§ Challenge: Retype all the entries word for word, but omit the pictures.

Part of a data file

►

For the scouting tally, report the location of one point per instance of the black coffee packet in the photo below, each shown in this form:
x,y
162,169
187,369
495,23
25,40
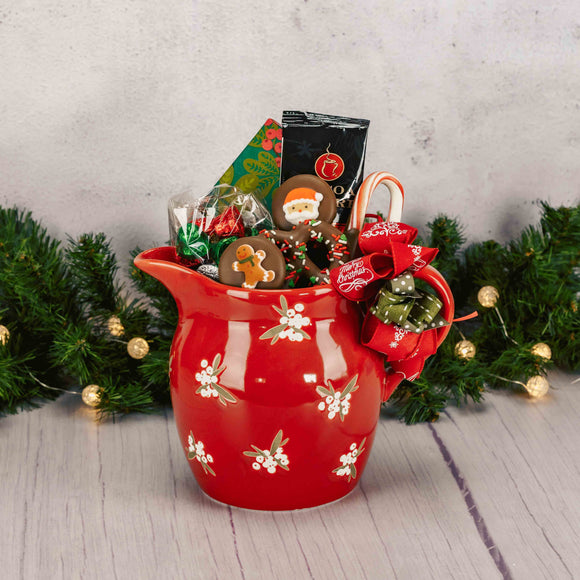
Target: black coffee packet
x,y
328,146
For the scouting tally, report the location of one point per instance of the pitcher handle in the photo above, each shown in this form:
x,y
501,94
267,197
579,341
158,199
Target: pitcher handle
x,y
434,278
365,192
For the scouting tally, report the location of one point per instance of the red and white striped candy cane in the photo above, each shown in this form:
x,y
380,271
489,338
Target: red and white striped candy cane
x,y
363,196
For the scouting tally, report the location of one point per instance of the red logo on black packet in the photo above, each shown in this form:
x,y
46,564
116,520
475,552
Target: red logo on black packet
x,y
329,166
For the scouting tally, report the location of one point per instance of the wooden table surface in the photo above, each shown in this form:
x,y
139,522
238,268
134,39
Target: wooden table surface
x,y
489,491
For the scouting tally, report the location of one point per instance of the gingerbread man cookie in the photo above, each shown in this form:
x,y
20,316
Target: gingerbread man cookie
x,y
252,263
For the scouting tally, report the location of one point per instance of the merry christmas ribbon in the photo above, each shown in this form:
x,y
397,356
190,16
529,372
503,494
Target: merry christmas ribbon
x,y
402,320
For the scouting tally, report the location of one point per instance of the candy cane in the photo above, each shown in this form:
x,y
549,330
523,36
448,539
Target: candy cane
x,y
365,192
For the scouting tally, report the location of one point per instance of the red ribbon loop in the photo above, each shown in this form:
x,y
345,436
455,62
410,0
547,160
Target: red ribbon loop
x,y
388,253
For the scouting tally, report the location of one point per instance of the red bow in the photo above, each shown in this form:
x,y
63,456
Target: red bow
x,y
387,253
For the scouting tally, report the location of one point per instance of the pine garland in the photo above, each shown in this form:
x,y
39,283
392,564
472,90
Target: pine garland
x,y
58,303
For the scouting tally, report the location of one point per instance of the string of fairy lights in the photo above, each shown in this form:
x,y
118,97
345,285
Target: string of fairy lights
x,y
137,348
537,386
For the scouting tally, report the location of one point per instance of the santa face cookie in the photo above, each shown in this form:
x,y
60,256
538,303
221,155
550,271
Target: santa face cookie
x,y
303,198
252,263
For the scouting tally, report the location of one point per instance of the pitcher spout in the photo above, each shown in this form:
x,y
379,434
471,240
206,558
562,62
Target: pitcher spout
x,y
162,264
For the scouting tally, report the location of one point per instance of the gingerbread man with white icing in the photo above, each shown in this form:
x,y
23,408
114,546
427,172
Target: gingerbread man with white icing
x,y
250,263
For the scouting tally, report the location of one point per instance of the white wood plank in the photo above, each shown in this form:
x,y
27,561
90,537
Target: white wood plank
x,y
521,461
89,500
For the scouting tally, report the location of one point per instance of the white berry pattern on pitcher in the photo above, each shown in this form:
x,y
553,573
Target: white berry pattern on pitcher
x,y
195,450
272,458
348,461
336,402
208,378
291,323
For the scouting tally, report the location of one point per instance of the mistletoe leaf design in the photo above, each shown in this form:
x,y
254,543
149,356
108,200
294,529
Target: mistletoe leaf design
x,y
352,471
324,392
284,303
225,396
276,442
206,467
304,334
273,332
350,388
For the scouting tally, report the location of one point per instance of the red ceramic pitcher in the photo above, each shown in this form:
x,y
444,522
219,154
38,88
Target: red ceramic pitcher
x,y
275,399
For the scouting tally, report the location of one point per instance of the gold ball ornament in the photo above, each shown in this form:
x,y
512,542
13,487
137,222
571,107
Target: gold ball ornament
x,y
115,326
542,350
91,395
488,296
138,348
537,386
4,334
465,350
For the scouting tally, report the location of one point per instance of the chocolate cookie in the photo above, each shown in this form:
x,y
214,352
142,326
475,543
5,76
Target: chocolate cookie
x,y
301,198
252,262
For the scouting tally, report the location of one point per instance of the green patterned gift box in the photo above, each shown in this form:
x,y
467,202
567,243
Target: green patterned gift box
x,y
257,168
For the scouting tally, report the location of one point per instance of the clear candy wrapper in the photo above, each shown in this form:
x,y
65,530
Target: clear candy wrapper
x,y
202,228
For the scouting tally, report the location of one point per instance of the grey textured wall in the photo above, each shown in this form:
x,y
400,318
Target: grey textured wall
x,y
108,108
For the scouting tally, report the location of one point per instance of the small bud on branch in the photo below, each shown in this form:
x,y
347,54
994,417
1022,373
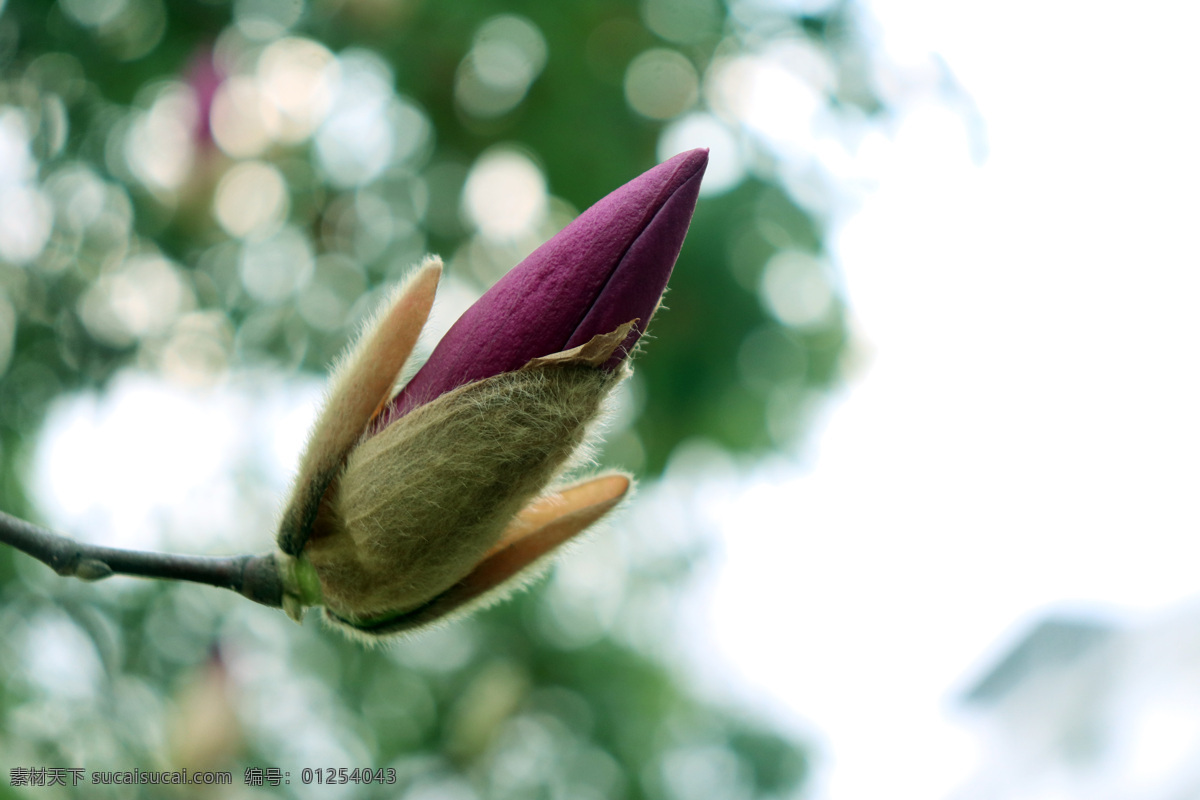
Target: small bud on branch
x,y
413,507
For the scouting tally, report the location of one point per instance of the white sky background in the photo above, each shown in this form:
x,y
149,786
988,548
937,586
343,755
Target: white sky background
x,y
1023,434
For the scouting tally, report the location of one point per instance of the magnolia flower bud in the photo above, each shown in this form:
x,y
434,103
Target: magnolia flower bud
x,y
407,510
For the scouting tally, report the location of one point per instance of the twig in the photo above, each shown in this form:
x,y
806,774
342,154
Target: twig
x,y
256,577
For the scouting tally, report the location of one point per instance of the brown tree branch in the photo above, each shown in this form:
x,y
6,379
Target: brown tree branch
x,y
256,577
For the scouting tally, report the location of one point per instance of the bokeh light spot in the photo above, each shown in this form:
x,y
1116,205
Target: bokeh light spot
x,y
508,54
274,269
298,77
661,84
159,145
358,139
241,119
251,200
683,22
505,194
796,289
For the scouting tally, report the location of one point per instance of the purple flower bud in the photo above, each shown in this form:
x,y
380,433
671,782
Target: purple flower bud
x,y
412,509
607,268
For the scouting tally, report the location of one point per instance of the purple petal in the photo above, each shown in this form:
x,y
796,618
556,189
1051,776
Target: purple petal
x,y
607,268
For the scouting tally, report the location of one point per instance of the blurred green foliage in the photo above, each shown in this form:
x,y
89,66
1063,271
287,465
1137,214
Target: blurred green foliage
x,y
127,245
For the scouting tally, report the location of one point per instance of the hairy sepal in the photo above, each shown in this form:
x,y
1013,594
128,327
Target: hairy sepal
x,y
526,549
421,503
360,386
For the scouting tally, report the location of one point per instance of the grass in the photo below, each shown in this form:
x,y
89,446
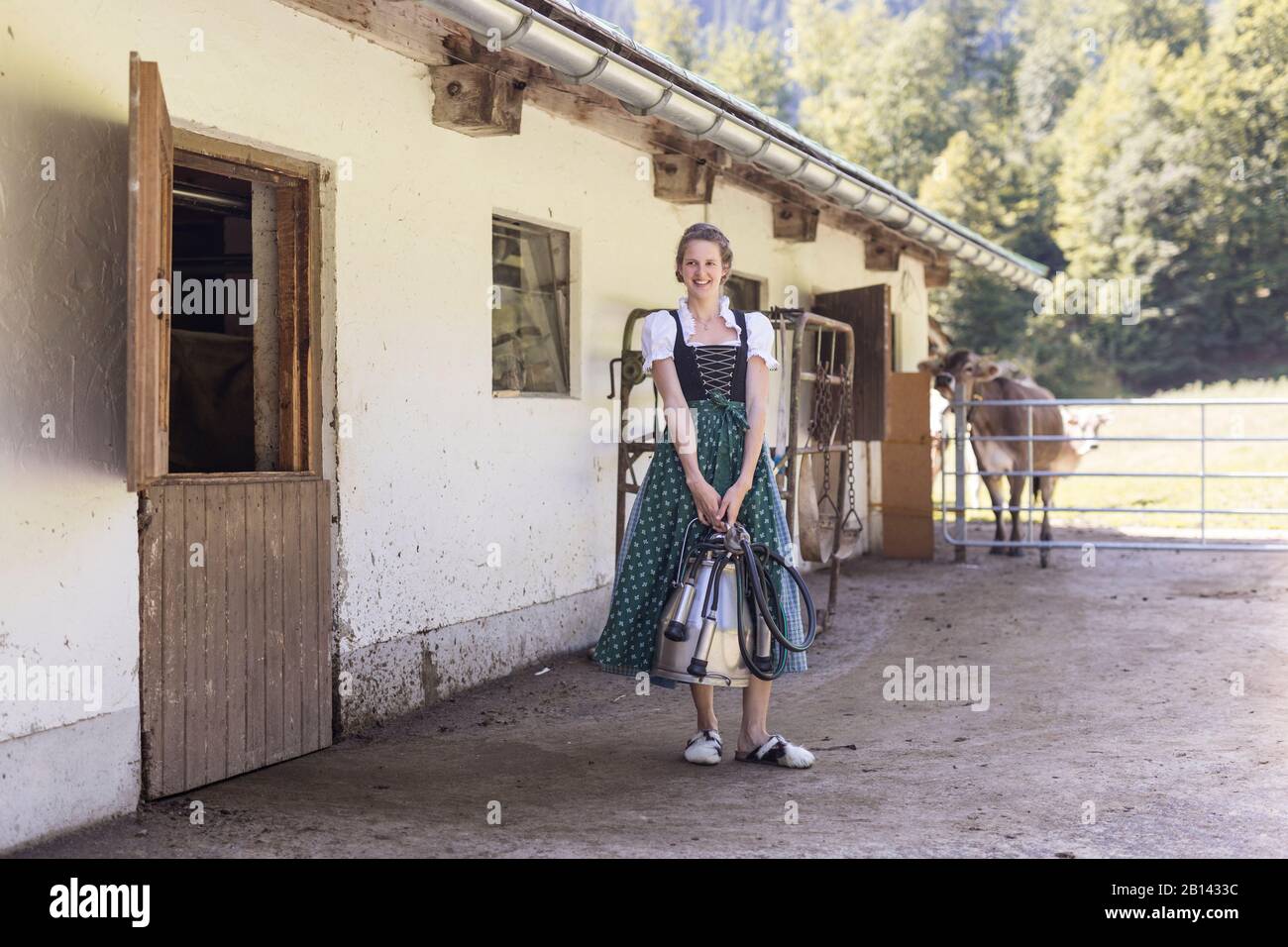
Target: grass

◄

§ Result of the exercise:
For the scouting tally, report the location of one point per instance of the black coffee packet in the photo below, each shown in this form:
x,y
162,169
187,369
495,23
25,40
Target: black coffee packet
x,y
328,146
For the scouting tally, report the location of one point per instance of the pitcher handle in the photo above, each shown in this form:
x,y
501,94
267,197
579,341
158,199
Target: pitcher handle
x,y
434,278
365,192
For the scouting tally, report the location of one point per instance of the red and white striped candy cane in the photo above, each shown in this form:
x,y
380,271
489,338
Target: red and white striped candy cane
x,y
363,196
For the scouting tally, report the location of one point per instance of the red logo on black packet in the photo above, each shown in this form:
x,y
46,564
116,520
475,552
Target: red logo on black packet
x,y
329,166
For the scouting tally, report the location of one point per instance of the wooden table surface in the photo above, each shown in this form:
x,y
139,522
238,268
134,39
Target: wooden table surface
x,y
489,491
For the scouting tally, report the location of one point per instance of the gingerbread man cookie in the photo above, each shown in this form:
x,y
20,316
Target: gingerbread man cookie
x,y
252,263
For the scouting tally, report the location of one point per instance of the merry christmas ribbon in the photo above, each shown in this form:
x,y
397,356
190,16
529,372
503,494
Target: merry christmas ribbon
x,y
402,320
For the scouting tally, report the location of one point per instance of the candy cane in the photo above, each shown in this form:
x,y
549,330
523,36
448,539
Target: candy cane
x,y
365,192
For the scouting tally, report the location of one point per instance of the red ribbon loop in the photo above, each shown in this form:
x,y
345,436
455,62
410,0
547,160
Target: red ribbon loop
x,y
388,253
For the scouting tally, report the location of one point per instance of the red bow in the photo above, each shown in this form:
x,y
63,456
Target: red bow
x,y
387,253
For the scouting tally, report the location of one point per instance of the pine garland in the photo above, each shown in this form:
x,y
39,283
392,564
472,90
Target: pine garland
x,y
58,303
For the scouting tally, report the location of one point per instance of the string of fairy lights in the photo above, each shown in this form:
x,y
118,97
345,285
Target: string of fairy lights
x,y
137,348
537,386
For the scouting tally, report the location of one point per instance of the santa face cookie in the photo above, each shown in this form:
x,y
60,256
538,303
221,155
550,271
Target: santa face cookie
x,y
303,198
252,263
For the scouting tally, report the location of one point per instance of the pitcher spout in the photo above, each shown in this form:
x,y
379,434
471,240
206,558
562,62
Target: pitcher spout
x,y
162,264
For the scouting tally, report the location of one point per instance of the gingerbread man with white icing in the photo above, each shown in this form:
x,y
23,408
114,546
427,172
Target: gingerbread man with white icing
x,y
250,263
For the scouting tally, report the location of one point per instance of the white wood plank in the photo above, each shown in this form:
x,y
27,561
90,537
Target: white wood plank
x,y
521,461
89,500
For the scouting tally, report the location of one point per instance of the white berry pattern on pitcher in the photo above, each shown in this form:
x,y
553,573
Target: white berry pattern on pitcher
x,y
195,450
272,458
348,461
336,402
208,378
291,323
For the scouting tally, report the location of one point per instance of the mistletoe leaf design in the photo above, each shown in this form:
x,y
254,543
149,356
108,200
294,529
Target: mistletoe leaf design
x,y
352,471
324,392
284,303
225,396
276,442
206,467
304,334
273,332
350,388
For the scouting tally, report the location of one point per instance of the red ceramic pitcher in the photo above, each shown in this form:
x,y
444,522
219,154
38,88
Target: red ceramic pitcher
x,y
275,399
For the scouting tally, report the location of one point per instance of the gold ball ornament in the photo above, each shown in this form:
x,y
512,542
13,487
137,222
571,107
Target: gold ball ornament
x,y
115,326
542,350
91,395
488,296
138,348
537,386
4,334
465,350
For the scouting tally, report the location of one point per instance of the chocolate cookie in the photo above, each shown in this form:
x,y
214,352
142,326
475,543
5,76
Target: chocolate cookie
x,y
301,198
252,262
For the scouting tally, report the location of one point per instance of the green patterned gift box in the photo above, each shown in this form:
x,y
467,202
567,243
Target: green patterned gift box
x,y
257,168
For the scouting tally, report the location of one point per instance of the clear candy wrapper in the photo above, each shown in this form:
x,y
65,530
Target: clear candy wrapper
x,y
202,228
For the scouting tally, report the location of one point per instance of the grey textured wall in the photo above, each shown in this form:
x,y
400,318
Target: grey textured wall
x,y
108,108
For the scouting tally, report the location of one point per instance of the small bud on branch in the photo below, each shown in this form:
x,y
347,54
994,417
1022,373
Target: small bud on branch
x,y
413,507
For the scouting tally, report the location of one point per instance of the white sky background in the photo above, each shown in this form:
x,y
149,786
988,548
937,586
343,755
Target: white sky background
x,y
1023,434
For the scouting tally, report the location of one point per instance of the magnolia flower bud in the photo above, each shown in this form:
x,y
434,103
Target: magnolia flower bud
x,y
407,510
For the scouting tally, report the location of one point per instance of the twig in the photo above, each shown in this form:
x,y
806,774
342,154
Target: twig
x,y
256,577
For the scouting tally, report the location of one point per instance of the brown tree branch in the photo above, each shown in this form:
x,y
6,379
Target: brown tree branch
x,y
256,577
For the scouting tally, report the location of one point per instance of the bokeh light spot in the photo above, each shown in this form:
x,y
1116,205
Target: bokeh light spot
x,y
508,54
274,269
298,77
661,84
159,145
358,139
241,119
251,200
683,22
505,194
796,289
For the scouting tally, report the location of one point per instance of the purple flower bud in the photo above, each shown in this form:
x,y
380,433
671,782
Target: purple flower bud
x,y
412,509
607,268
For the scouting tally, report the location of one point per instance of the purple petal in the photo above, each shown in this form:
x,y
796,618
556,189
1051,776
Target: purple petal
x,y
607,268
For the scouting tally, report the location of one point per instance of the blurred green foliage in the photo above, each shown in this form:
x,y
89,66
1063,271
287,465
1137,214
Target: blurred green foliage
x,y
127,245
For the scouting tally, report the location of one point per instance of the hairy sepal in the photo above, each shown in this form:
x,y
1013,594
128,327
Target: hairy sepal
x,y
526,549
421,503
360,386
For the scouting tally, report the location of one point per instance of the grass in the photo below, each shown in this form:
x,y
89,446
Target: grass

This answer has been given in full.